— Start of Materials provided —

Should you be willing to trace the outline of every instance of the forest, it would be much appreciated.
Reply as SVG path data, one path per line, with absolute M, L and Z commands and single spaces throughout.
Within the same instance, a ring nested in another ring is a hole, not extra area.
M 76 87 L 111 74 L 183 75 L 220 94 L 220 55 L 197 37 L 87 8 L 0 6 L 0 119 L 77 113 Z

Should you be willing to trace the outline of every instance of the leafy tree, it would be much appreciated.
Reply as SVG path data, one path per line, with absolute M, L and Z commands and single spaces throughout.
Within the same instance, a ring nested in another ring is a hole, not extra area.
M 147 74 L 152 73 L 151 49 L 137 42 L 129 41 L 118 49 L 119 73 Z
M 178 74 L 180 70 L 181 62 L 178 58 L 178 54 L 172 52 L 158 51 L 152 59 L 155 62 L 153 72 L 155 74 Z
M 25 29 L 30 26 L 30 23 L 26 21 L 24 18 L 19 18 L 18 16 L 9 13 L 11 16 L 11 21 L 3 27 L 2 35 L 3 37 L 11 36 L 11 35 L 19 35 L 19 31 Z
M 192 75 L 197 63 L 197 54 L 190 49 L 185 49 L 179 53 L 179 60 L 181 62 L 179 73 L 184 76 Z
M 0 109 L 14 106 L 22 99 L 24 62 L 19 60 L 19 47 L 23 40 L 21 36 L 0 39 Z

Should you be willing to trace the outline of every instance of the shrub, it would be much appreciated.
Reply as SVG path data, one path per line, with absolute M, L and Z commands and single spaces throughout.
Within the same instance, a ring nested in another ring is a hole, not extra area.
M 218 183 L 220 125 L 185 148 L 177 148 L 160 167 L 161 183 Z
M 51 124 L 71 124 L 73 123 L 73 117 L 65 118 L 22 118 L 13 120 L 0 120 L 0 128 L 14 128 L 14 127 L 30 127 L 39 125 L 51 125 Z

— End of Materials provided —

Express the items above as a two-column CSV with the headers "prompt" and "reply", one row per item. Put each item's text and its answer in a single quoted field apiece, and replace every line break with a space.

Exercise output
prompt,reply
"Should you be willing to trace the outline of every instance of the forest, it would be much appreciated. Reply as SVG path data, one path per line, with absolute M, L and Z commands and single spaces throughout. Within the same instance, a ring nested in another ring is a hole, not extra area.","M 76 87 L 111 74 L 183 75 L 220 94 L 220 55 L 197 37 L 87 8 L 0 6 L 0 119 L 77 113 Z"
"Should you be willing to trace the outline of every instance of the leafy tree, it would be much appreciated. Reply as SVG path data, one path per line, with absolute M, L and Z commands and single spaces throughout. Within the same instance, a ring nested in another ring is a hole, not extra area.","M 147 74 L 152 73 L 151 49 L 137 42 L 129 41 L 118 49 L 119 73 Z M 178 74 L 180 70 L 181 62 L 178 58 L 178 54 L 172 52 L 158 51 L 152 59 L 155 62 L 153 72 L 155 74 Z M 25 29 L 30 26 L 30 23 L 26 21 L 24 18 L 19 18 L 18 16 L 9 13 L 11 16 L 11 21 L 3 27 L 2 35 L 3 37 L 11 36 L 11 35 L 19 35 L 19 31 Z M 192 75 L 197 63 L 197 54 L 190 49 L 185 49 L 179 53 L 179 60 L 181 62 L 179 73 L 184 76 Z M 0 109 L 14 106 L 22 99 L 24 62 L 19 60 L 19 47 L 23 40 L 21 36 L 0 39 Z"
"Should you be willing to trace the outline of every instance of the shrub, it would be much appreciated. Reply as SVG path data, one path per line, with absolute M, L and Z commands and single spaces throughout. Within the same instance, a ring nested in another ring is a hole, not extra area.","M 218 183 L 220 125 L 185 148 L 177 148 L 160 167 L 161 183 Z M 51 124 L 71 124 L 73 123 L 73 117 L 65 118 L 22 118 L 13 120 L 0 120 L 0 128 L 14 128 L 14 127 L 30 127 L 39 125 L 51 125 Z"